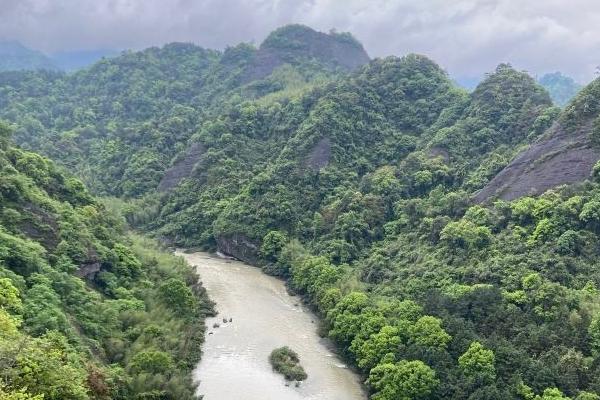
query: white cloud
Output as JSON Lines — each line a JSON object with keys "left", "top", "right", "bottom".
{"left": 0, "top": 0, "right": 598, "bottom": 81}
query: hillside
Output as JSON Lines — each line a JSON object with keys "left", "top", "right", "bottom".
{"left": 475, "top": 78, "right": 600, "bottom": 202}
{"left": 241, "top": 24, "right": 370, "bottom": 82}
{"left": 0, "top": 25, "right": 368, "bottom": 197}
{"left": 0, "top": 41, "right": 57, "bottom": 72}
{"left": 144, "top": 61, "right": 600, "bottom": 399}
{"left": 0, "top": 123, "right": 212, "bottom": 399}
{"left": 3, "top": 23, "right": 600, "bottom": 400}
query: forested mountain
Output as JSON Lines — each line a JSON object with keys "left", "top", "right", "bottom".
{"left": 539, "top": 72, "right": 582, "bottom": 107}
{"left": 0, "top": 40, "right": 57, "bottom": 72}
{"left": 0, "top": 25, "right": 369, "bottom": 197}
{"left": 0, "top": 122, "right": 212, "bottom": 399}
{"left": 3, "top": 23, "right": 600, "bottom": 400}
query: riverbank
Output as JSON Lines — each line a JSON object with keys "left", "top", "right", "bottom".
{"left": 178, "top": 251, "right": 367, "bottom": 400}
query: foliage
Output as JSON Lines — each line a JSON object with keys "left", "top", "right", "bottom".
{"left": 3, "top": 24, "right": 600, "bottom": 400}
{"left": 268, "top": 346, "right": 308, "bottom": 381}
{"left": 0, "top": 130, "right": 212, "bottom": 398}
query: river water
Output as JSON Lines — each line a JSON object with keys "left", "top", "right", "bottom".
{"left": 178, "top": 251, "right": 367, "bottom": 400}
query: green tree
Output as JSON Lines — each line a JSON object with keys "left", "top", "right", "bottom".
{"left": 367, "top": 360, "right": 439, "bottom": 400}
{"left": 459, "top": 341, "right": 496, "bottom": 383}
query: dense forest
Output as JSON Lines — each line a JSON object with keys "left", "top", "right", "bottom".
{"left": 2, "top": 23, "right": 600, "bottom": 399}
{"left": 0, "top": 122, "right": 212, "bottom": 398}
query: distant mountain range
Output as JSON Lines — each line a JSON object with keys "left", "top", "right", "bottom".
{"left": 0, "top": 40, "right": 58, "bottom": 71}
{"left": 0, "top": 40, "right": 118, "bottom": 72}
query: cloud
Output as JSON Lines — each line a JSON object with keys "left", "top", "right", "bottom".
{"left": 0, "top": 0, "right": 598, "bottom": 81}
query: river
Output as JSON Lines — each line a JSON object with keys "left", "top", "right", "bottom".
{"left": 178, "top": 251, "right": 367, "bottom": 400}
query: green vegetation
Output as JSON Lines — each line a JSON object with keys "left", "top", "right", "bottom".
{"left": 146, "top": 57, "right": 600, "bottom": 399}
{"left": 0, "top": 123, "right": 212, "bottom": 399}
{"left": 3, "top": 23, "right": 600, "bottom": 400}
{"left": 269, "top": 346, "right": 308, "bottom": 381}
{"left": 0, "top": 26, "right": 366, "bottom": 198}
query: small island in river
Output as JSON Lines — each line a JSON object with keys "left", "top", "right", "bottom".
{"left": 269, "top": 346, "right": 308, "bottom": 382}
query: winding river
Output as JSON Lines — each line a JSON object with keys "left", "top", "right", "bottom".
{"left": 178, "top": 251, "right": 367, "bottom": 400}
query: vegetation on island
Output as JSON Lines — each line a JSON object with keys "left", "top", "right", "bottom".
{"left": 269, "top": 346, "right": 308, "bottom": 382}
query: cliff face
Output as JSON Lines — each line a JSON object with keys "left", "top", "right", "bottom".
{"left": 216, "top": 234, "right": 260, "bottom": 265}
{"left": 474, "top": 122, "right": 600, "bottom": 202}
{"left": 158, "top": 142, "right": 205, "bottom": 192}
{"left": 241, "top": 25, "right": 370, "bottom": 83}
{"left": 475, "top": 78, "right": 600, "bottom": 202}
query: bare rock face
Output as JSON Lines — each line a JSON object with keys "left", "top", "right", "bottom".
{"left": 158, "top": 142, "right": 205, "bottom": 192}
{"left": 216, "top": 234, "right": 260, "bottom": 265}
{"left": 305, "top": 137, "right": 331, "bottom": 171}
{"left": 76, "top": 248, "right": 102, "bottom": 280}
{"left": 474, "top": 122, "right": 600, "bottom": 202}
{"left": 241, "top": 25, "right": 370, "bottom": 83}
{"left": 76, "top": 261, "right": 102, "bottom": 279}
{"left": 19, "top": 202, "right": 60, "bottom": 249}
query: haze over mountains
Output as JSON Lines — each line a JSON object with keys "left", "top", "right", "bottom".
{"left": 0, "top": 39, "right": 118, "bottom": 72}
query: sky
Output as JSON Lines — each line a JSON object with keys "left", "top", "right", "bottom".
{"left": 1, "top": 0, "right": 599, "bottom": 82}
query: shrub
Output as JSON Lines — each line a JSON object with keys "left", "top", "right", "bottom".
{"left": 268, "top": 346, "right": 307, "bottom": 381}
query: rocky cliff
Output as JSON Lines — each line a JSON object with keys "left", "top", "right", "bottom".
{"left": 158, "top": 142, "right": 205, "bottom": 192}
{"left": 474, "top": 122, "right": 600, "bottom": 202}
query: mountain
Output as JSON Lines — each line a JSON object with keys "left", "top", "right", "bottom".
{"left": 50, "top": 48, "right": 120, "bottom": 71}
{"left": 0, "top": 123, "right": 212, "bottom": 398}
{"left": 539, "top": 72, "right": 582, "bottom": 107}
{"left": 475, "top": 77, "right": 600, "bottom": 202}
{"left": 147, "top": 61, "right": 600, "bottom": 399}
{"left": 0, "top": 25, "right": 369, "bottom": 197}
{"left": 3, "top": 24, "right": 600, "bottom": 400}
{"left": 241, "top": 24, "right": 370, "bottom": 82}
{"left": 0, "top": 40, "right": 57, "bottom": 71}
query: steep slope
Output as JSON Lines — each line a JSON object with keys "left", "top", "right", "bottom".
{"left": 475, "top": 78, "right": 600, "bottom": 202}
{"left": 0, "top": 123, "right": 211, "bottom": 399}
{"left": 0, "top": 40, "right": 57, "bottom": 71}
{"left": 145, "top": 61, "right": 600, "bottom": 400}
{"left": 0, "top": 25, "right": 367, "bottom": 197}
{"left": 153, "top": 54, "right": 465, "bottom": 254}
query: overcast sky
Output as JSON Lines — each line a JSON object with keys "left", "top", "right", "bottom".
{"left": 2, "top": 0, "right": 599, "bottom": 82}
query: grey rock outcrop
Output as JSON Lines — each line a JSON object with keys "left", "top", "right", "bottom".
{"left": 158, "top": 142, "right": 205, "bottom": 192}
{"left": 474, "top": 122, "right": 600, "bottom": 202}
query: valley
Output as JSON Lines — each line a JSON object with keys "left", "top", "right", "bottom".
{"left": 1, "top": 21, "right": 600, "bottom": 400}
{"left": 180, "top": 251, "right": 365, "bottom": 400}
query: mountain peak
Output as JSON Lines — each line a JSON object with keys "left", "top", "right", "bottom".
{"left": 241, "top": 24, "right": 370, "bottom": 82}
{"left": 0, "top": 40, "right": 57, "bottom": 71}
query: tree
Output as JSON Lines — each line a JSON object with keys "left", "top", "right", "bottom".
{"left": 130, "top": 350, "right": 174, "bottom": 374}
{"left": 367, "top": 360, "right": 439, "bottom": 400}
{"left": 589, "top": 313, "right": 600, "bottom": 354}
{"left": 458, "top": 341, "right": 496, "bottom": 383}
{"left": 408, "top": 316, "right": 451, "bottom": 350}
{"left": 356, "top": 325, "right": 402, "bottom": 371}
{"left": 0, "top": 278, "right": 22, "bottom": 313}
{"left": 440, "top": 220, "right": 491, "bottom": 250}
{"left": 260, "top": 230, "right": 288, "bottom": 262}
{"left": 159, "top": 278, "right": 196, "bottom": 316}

———

**WHAT IS REQUIRED**
Among the records above, which lines hold the word "island"? Copy each one.

**WRITTEN SOLUTION**
query: small island in river
query: vegetation on island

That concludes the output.